Exercise brief:
Return every line of the data below verbatim, leaving out the pictures.

Input material:
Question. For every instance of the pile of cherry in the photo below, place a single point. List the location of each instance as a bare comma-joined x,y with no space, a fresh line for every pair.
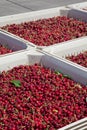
80,59
4,50
45,32
37,98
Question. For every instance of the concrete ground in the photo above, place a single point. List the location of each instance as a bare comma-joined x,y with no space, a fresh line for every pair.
9,7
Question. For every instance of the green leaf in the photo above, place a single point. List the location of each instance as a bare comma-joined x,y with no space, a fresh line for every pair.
16,83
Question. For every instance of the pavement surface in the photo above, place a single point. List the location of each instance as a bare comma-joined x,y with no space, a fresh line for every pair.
10,7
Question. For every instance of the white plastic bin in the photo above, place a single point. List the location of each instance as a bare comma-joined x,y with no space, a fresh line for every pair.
13,43
70,48
80,10
36,15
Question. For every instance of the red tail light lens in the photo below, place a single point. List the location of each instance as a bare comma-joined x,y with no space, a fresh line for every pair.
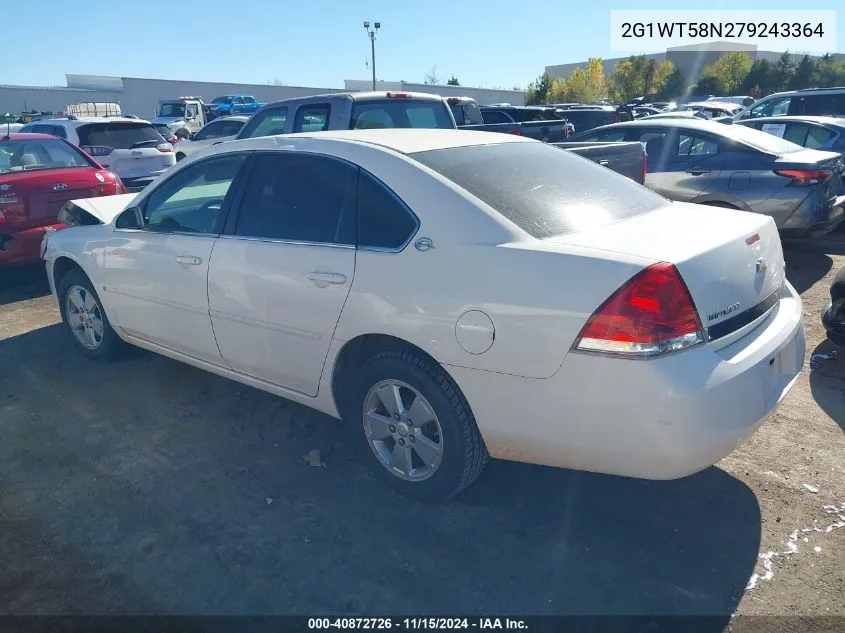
804,177
652,314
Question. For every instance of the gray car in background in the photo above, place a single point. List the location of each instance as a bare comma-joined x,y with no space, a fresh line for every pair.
734,166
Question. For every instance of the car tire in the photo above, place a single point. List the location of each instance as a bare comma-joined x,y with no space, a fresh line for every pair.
79,303
436,445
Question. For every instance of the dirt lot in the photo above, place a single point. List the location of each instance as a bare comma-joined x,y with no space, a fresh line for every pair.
150,487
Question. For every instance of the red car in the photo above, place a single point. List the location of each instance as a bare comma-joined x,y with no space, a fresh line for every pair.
38,174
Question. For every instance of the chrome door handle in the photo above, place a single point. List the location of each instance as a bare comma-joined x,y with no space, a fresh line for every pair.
324,279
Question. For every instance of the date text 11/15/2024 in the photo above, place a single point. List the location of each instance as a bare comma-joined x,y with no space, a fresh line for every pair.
417,624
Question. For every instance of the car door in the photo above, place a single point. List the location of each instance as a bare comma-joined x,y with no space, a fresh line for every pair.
156,275
280,275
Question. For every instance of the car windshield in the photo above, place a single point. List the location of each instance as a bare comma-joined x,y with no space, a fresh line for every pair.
172,109
118,135
39,154
401,113
542,189
762,141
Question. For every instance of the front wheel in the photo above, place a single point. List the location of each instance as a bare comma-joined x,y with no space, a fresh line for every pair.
86,319
416,426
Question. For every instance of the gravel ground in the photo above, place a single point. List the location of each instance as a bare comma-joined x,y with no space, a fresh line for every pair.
148,486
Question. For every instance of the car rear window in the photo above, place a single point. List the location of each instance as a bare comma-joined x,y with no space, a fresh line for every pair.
118,135
544,190
760,140
401,113
39,154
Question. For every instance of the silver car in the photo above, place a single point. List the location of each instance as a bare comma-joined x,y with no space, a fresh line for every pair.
735,166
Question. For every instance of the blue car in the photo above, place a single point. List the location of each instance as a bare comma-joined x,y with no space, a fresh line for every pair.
228,105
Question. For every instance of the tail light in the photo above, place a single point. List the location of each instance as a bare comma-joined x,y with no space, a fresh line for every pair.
98,150
12,208
652,314
804,177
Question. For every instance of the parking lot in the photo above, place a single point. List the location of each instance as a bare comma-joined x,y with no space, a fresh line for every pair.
148,486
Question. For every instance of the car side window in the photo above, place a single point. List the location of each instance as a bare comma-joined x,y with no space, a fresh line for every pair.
312,118
266,123
299,197
383,220
696,146
191,201
772,107
212,130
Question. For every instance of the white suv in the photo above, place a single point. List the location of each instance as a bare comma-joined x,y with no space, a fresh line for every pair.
131,148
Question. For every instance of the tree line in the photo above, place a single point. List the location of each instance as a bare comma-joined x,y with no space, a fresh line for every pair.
734,73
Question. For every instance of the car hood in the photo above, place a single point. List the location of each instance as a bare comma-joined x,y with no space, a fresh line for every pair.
105,208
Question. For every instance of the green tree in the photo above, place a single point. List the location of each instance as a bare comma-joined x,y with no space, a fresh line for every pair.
675,85
763,76
725,75
784,68
802,76
557,91
538,90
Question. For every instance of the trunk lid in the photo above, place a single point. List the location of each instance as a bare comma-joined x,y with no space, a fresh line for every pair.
34,200
731,261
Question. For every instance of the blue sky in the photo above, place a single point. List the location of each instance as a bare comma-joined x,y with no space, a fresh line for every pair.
307,43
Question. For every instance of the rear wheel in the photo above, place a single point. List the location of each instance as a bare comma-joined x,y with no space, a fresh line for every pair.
86,319
416,426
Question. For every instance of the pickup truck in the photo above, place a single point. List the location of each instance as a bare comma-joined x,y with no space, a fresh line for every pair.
534,122
350,111
626,158
229,105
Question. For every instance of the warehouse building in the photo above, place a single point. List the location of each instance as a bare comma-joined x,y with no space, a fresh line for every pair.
691,59
141,96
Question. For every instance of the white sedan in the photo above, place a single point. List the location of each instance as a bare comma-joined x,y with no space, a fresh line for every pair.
218,131
452,295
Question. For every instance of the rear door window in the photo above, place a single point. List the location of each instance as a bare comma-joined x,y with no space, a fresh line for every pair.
522,181
266,123
312,118
118,135
401,113
300,197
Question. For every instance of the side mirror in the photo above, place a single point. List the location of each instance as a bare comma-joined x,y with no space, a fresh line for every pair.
129,219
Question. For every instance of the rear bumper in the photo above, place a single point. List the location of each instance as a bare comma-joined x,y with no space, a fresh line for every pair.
22,246
835,328
813,219
653,419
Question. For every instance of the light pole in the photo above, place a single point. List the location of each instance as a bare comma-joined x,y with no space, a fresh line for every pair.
372,33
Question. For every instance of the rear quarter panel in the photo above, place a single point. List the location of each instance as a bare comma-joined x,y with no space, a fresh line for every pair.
537,294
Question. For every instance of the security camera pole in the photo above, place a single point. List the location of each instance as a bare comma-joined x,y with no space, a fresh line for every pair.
372,33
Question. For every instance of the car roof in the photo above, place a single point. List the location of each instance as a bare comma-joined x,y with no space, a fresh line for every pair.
824,120
26,136
402,140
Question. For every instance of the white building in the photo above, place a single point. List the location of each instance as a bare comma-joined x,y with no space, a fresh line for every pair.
141,97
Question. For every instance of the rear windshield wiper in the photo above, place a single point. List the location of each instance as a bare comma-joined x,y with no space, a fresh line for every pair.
151,141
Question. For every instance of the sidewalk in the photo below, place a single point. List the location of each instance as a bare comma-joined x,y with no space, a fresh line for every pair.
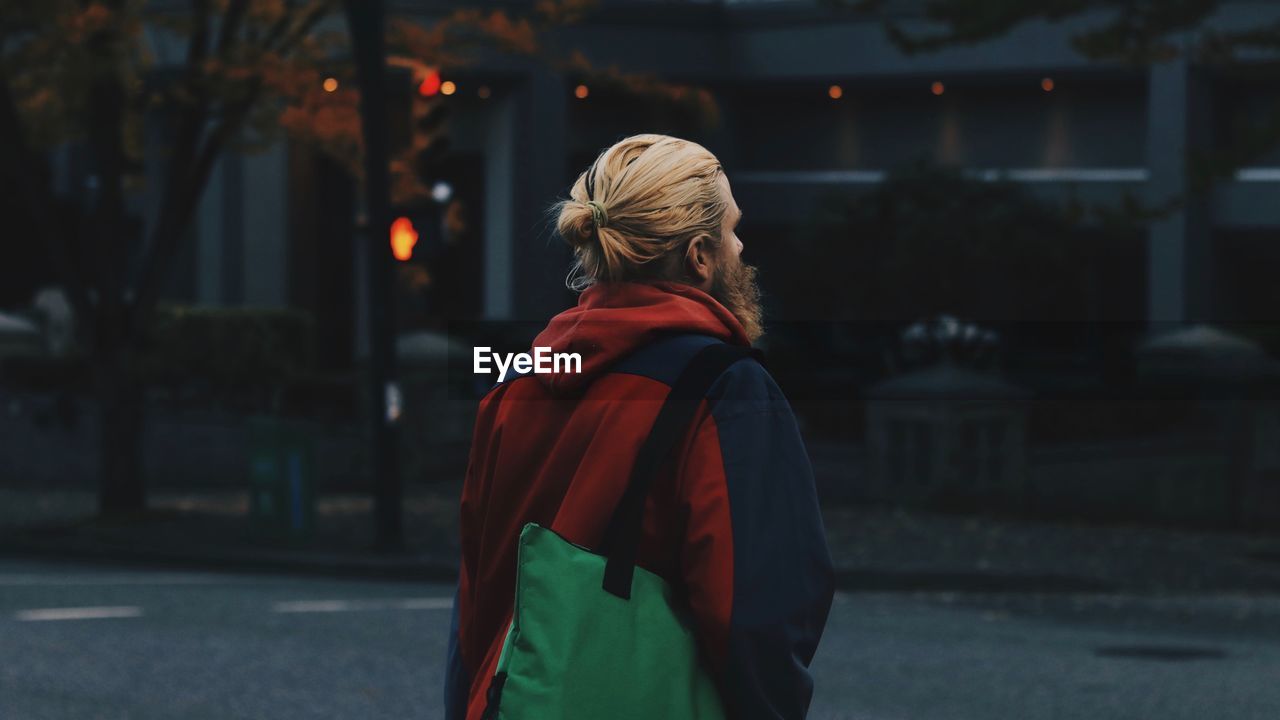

The completed task:
Question. For every instance of the pile of cherry in the photo below, place a single point. List the location of each instance as a bare comma-joined x,y with no space, a fresh line for every pair.
80,59
4,50
45,32
37,98
Question. For every instance of the concrete ground in the photo above, place a single point. List the location of each instance as a bare comma-joined x,y with no space, a fresh line for every pair.
9,7
Question. For every instance of the green leaf in the photo above, place a single point. List the location of each instance as a bare comma-joined x,y with no space, a fresh line for every pair.
16,83
Question. For every instance of the pavement surface in the photo above, place a single point. List the location of each instance as a bare comma-joined x,y with no space, a fresh line for every pair.
10,7
Question. For every instance of the white plastic bin in the photo above, place a single point. List the location of each instance as a bare comma-joined x,y with no space, a fresh line for every pair.
13,43
70,48
80,10
36,15
Question. For every instance of the red tail light lens in the photo below, place a single point. List the location of each instance as a bare comma-joined x,y with no space, a fresh line for every pair.
804,177
652,314
Question. For every instance of the gray car in background in the photo above, place a single point. List the location of each instance as a bare comma-joined x,y with no space, a fresh line for every pair.
734,166
Question. For every instance of the car tire in the photo above, place a single point. List the location of each instance as a bare comma-joined x,y with no space, a fresh line for every pair.
79,303
436,445
Question. For every instance of the dirt lot in the photo above, place a single point. List the location of each instance as a bare comma-joined x,y with no space, a fresh line for every pair.
150,487
Question. For every instance of the red car in the photo above, place a single point. List the location of each instance as a bare comma-joined x,y with no space, a fresh line for every pair.
38,174
Question. For every instance of the chrome door handle in the photo above, place a single point. List the location of each instance as a bare comma-joined x,y with no space, a fresh line for every pair.
324,279
Question. For every instance of the date text 11/15/2024 in the photo above, place a single point. List the location of each instance as a bare comma-joined x,y with no space, a fresh line for every pair.
417,624
Question. For every instance of the car door in the photo above, place a single point. List the location of each instance as a bare comma-joined x,y with no space, a fresh line for every pair.
156,275
280,275
Question. For every instance of the car windshield in the photo above, place a single point. List the location of each instance as a bare comma-joined x,y with no space, a fresh line for every pair.
172,109
118,135
39,154
401,113
542,189
762,141
Question. For every instance of the front wheel in the photo above, place a single point. List the location of each instance as a bare comma-joined x,y with no space, a fresh line for every pair.
86,319
416,426
Question. For every instance of the gravel ground in the photo above, place a single point. List the location of each instance as a bare comma-joined x,y with no space, a fresh line for every pair.
148,486
Question. For every instance of the car rear window in the photo above, place a single point. List the location of each instance as a bare comma-joined x,y with no space, a fresh line for every pair.
118,135
544,190
760,140
401,113
39,154
Question. For every instance of the silver car in the photo above, place a single point. List the location of each instance as a bare comma-joined x,y with no space, a fresh line for every pair.
735,166
Question. For every instance of the blue car in the photo above, place a single point. List the location of each instance as a bare comma-joined x,y with no space, a fresh line for every pair.
228,105
Question. For every instance of the tail light in the photo above, place a single point. List the location of each instance as a bare comma-joined x,y with no space, a fresh line for every pair.
98,150
12,208
652,314
804,177
Question. For every instance of the parking lot in the photo above, place a single point. List the location of each instance as a bare comma-joined x,y with no space, a fresh line for every pair.
148,486
Question. For every instance of the car side window in the photo above, place a single point. List the location of each instance as a bare comma-joined x,y with no space, a fresh line for every pair.
312,118
266,123
299,197
383,220
696,146
191,201
772,107
212,130
Question. For every instance of the white suv in the photo above, place a single point. List the location of each instance as a bare comma-joined x,y with no space, a fresh line for every pair.
131,148
Question. For every instance of the tree line in the photo above, place a single point. List the location of each instance as a bare comma-joined x,y with no space, a fresh line for every pair.
734,73
Question. For every instance of the car hood in the photo above, place a single point. List the location of each instance as a bare comma-joined x,y with no space, a fresh line for every pair.
105,208
Question. For every instance of the green tree in the photo above, place a single point. List the location of each instance as a bare comma-joined x,y with no space, a fresh line for every pair.
675,85
763,76
725,75
784,68
802,76
557,91
538,90
Question. For every instance of the trunk lid in the photo above, place a single point. List the location of each instance as a bare comma-joined x,y with no space, a fresh line for every pair.
34,200
731,261
Question. For every instance of the blue sky in the photo above, place a single point. List the location of each instance as a bare comma-joined x,y with no space, a fresh line for every pair.
307,43
Question. For every instance of the rear wheel in the photo above, place a single point. List the location of each instance as a bare comma-joined x,y with no space, a fresh line for every pair.
86,319
416,426
Question. For every instance of the pickup truck in the photo above, place a single point. List the location of each instance as a bare comma-joined x,y with no space, a fresh line for every pair.
534,122
350,111
626,158
229,105
Question. For every instance of the warehouse building in the photo above, place a single point. List the location of each instance as a bare comma-joined x,y with no space, a fresh line for every pair.
691,59
141,96
Question. For every instance of the white sedan in the photo above, place a single point. List the location of each instance as a bare comma-joined x,y with no space, a fresh line for every pair.
218,131
452,295
Question. For every instance of the rear door window in the photo above, place a single point. List the location of each instance as a bare comma-joined x,y with no space, a fresh line for every pair.
522,181
266,123
312,118
118,135
401,113
300,197
Question. For every instance of the side mirror in the photo above, place a single point. List the location of each instance as a bare comma-joined x,y with no space, a fresh line for every pair.
129,219
Question. For every instance of the rear bumper in the photo above, place a single point. List the location of each instance as a bare comma-joined x,y with no space, a fresh line for every pair.
22,246
835,328
813,219
653,419
Question. For every instance of the light pole in the photo above, place a single point. List the location of each instance as a bare comma-joined x,y with no space, a fresh line for every pair.
372,33
Question. For every instance of the rear quarter panel in the photo above, place a single point. List the location of each instance as a bare comma-joined x,y with no space, a fresh line for every pair.
537,294
Question. For every instance of the security camera pole in the photo above, place a single point. List the location of each instance as a bare comma-joined x,y with no space, a fresh line for every pair.
372,33
Question. For every instance of the car roof in the photo above, place a single point. List the location of each instance as a bare comma-joined x,y with no space, a fresh line for every pair.
824,120
26,136
402,140
Question. For every instance of the white building in the photo above, place a single point. List the location of each instance as a bare comma-joined x,y with no space, a fresh line for every pair.
141,97
Question. For every instance of the rear windshield wiper in the photo above, place a single point. List the location of each instance as a bare comma-joined x,y with no space, a fresh line for every pair.
151,141
Question. For every instance of the sidewalk in the photo below, place a single point. List the location of each instance as a bare comma-joined x,y with no space, a fresh line for every pair.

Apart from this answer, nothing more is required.